Written request 1: Please reproduce the portion of the Docker Swarm guide below that opens with the words containing "Deploying the stack" and closes with "the local environment.".

Document excerpt:
Begin
The use of constraints
inside the placement
attribute make sure that these two services will be deployed only to node with manager-1
as is hostname.
The reason is that these two containers can't be replicated without adjustments, and the best way is to have them on the same node.
Deploying the stack
Inside /root/appwrite
run this command.
export $(grep -v '^#' .env | xargs) && docker stack config -c docker-compose.yml
This command will go over all the .env
variables and will add them to the local environment.
Then, run
docker stack deploy -c docker-compose.yml appwrite
This command will use the docker-compose.yml
file to deploy stack named appwrite
In case you're changing any of the value inside these two files, you can run these two commands again, Docker Swarm will know you're just updating the settings.
To explore the deployed services, you can use these commands.
# Show all services
docker services ls
# Get service logs
docker services logs SERVICE_NAME
# Get service containers details and node placement
docker services ps SERVICE_NAME
Load balancer
If you try to access any IP of those services, Docker Swarm will use Traefik to navigate you to Appwrite.
To take advantage of that, create a Load Balancer and add all the swarm nodes as a target.
Upgrade
Upgrading is separated to two steps.
1. Update the image version
Edit the image version inside your docker-compose.yml
file, for example:
image: appwrite/appwrite:1.3.7
image: appwrite/appwrite:1.3.8
Then run the deployment commands
2. Migrate
In case there's a need to migrate the database, run this command in any of your nodes
docker ps
This command will return the local container names, search for the main appwrite
container, it should be named something like this appwrite_appwrite.1.a3faf3e
.
Then run this command replacing appwrite_appwrite.1.a3faf3e
with the local appwrite
container.
docker compose exec appwrite_appwrite.1.a3faf3e migrate
Backup & Restore
These instructions are for backup and restoring the Swarm
data.
Backup
In any manager node run
# Stop Docker to prevent discrepancy
systemctl stop docker
# Backup the swarm folder (using zip)
zip -r swarm.zip /var/lib/docker/swarm
# Start Docker back again
systemctl start docker
Restore
Create a new manager node, then run:
# Stop docker
systemctl stop docker
# Delete the newly created Swarm data
rm -rf /var/lib/docker/swarm
# Restore from previous backup
unzip swarm.zip -d /var/lib/docker/
# Start docker
systemctl start docker
# Force using the restored cluster.
docker swarm init --force-new-cluster
Recover from losing the quorum
In case you can't bring up the majority of the managers, you can run this command form a working manager node.
End
Input rows:
Begin
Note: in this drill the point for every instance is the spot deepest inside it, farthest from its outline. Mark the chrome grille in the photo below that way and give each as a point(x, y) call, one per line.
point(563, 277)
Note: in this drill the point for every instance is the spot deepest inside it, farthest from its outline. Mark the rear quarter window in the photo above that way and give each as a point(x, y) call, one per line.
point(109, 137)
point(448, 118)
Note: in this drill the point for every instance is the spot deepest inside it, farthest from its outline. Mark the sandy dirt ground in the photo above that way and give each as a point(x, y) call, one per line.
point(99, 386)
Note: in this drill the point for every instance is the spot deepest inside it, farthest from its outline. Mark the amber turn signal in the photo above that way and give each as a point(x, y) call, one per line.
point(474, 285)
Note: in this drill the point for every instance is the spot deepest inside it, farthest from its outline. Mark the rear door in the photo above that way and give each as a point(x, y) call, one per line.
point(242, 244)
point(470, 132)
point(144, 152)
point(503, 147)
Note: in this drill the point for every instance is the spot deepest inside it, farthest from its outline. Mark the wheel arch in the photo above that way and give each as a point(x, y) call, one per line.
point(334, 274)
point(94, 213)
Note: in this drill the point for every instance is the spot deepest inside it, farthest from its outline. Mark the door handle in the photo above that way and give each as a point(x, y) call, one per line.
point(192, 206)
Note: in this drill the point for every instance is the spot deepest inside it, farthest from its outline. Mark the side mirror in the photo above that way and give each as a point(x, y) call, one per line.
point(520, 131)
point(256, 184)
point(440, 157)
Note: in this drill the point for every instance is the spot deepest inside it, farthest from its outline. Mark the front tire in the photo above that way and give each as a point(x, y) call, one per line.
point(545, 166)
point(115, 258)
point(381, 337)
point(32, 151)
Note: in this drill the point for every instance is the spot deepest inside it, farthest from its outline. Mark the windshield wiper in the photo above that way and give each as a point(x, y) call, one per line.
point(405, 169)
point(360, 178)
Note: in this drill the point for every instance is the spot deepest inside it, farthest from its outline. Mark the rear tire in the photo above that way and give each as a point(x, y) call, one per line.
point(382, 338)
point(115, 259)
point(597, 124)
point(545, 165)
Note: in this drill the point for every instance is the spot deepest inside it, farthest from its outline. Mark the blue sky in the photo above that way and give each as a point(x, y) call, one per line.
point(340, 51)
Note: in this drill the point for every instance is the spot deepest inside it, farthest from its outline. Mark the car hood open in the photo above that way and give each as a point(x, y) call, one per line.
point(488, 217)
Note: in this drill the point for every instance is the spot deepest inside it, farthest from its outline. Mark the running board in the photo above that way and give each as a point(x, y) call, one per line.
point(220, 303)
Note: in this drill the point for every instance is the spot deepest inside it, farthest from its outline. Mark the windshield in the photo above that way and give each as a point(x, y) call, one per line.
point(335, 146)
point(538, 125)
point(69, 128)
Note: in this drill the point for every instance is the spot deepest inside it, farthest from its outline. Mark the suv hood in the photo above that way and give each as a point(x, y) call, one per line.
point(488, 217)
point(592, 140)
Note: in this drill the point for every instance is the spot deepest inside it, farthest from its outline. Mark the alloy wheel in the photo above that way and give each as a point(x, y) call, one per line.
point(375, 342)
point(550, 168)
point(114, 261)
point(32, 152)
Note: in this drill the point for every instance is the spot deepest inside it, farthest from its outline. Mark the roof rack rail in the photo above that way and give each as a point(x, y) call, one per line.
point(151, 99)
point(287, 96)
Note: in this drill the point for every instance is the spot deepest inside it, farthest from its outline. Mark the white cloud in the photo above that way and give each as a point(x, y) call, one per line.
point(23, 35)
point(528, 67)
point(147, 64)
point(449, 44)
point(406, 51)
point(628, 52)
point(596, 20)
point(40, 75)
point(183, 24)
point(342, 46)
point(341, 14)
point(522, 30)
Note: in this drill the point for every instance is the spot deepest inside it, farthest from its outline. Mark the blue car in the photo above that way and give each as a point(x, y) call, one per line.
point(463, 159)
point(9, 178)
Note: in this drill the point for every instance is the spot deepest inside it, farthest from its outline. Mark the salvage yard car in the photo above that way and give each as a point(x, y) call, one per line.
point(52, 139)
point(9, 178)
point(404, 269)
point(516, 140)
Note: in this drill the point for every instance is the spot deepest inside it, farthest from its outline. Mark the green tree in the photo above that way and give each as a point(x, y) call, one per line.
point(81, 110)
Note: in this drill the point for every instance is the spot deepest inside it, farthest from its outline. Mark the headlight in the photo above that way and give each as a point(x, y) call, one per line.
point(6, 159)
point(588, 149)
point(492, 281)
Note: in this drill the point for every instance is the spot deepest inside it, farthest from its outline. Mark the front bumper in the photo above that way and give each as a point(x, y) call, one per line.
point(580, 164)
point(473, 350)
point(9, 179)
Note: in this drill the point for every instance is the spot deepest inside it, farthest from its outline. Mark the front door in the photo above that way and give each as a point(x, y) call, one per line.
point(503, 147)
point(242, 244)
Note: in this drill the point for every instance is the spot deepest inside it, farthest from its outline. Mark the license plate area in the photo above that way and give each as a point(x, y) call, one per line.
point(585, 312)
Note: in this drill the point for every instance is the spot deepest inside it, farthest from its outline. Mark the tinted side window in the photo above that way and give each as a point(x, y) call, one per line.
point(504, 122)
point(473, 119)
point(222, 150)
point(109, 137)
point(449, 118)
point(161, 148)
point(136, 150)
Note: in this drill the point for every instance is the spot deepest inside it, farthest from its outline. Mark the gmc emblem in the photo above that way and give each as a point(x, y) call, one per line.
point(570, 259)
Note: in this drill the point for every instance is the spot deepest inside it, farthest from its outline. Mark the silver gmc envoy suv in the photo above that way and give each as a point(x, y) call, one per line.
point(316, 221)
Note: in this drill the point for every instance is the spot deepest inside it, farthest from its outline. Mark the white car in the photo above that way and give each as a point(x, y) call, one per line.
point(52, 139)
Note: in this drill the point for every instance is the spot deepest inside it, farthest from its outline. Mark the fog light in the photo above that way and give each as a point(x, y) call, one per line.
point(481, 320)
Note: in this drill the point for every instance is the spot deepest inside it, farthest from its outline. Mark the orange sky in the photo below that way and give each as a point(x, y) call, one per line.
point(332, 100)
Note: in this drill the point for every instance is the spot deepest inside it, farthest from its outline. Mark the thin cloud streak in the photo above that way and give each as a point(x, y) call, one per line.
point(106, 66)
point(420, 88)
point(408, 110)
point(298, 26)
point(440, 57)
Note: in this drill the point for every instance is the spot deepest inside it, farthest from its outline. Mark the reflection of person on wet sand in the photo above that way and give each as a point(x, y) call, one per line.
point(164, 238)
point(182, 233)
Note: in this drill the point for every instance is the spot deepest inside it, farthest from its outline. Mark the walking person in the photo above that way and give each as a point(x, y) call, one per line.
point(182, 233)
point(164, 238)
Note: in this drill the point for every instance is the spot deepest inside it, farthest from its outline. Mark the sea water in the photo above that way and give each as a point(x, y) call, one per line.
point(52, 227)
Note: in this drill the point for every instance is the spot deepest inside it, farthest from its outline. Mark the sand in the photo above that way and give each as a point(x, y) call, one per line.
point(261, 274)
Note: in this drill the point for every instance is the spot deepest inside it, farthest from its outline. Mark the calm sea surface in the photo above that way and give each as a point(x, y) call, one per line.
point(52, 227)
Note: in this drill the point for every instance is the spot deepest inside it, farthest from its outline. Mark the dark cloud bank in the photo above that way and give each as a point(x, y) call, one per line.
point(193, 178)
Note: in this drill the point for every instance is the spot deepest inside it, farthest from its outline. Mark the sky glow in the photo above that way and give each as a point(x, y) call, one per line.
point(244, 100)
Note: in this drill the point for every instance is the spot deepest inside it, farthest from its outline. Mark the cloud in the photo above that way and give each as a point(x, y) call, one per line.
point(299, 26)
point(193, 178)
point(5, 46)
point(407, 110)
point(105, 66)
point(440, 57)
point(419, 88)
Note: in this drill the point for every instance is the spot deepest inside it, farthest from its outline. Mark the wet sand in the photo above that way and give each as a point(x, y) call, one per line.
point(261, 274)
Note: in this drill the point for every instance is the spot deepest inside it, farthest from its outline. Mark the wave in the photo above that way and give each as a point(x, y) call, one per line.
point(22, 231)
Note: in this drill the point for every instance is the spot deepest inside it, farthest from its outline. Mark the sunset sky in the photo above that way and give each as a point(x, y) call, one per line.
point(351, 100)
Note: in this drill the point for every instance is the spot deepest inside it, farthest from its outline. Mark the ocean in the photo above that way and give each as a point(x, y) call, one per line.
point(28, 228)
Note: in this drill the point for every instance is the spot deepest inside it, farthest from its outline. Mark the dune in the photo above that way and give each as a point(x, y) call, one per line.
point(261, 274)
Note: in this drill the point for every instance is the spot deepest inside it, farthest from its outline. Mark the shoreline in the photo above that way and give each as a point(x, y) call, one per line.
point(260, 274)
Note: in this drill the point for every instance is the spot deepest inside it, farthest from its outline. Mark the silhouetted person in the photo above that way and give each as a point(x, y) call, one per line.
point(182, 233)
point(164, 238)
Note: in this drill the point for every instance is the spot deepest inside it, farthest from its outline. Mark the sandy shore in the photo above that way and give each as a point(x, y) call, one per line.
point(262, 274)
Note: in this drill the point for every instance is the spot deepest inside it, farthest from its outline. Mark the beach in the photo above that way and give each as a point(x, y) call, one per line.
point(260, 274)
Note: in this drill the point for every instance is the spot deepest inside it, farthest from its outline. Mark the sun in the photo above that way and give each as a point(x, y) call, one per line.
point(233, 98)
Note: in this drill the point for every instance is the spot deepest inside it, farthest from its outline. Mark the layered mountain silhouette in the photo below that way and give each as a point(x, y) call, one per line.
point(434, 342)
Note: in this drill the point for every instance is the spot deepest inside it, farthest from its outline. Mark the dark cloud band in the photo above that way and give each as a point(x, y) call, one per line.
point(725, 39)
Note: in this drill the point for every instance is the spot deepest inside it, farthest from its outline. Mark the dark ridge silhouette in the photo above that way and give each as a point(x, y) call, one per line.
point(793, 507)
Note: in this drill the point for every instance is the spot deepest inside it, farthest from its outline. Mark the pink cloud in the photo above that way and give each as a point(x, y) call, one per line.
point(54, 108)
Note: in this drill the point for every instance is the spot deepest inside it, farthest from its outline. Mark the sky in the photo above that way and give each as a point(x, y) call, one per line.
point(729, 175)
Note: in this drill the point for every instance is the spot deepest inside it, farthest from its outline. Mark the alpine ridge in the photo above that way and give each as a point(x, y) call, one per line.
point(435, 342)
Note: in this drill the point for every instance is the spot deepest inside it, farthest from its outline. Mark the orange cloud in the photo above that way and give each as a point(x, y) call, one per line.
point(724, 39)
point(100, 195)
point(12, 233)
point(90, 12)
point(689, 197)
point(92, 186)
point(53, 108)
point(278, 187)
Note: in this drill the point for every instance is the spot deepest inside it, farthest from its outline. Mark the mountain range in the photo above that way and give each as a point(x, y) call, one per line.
End
Written request 2: Collect every line of the records above that contains the string "sandy".

Expected output 1:
Deploying the stack
Inside /root/appwrite
run this command.
export $(grep -v '^#' .env | xargs) && docker stack config -c docker-compose.yml
This command will go over all the .env
variables and will add them to the local environment.

Expected output 2:
Note: in this drill the point for every instance is the spot deepest inside it, farthest from its outline. Mark the sandy dirt ground in the photo above that way and give each as a point(x, y) call, one per line.
Note: in this drill the point for every instance is the spot deepest inside it, farthest from its outline. Mark the sandy shore in the photo above that way and give each as a point(x, y) call, one per line.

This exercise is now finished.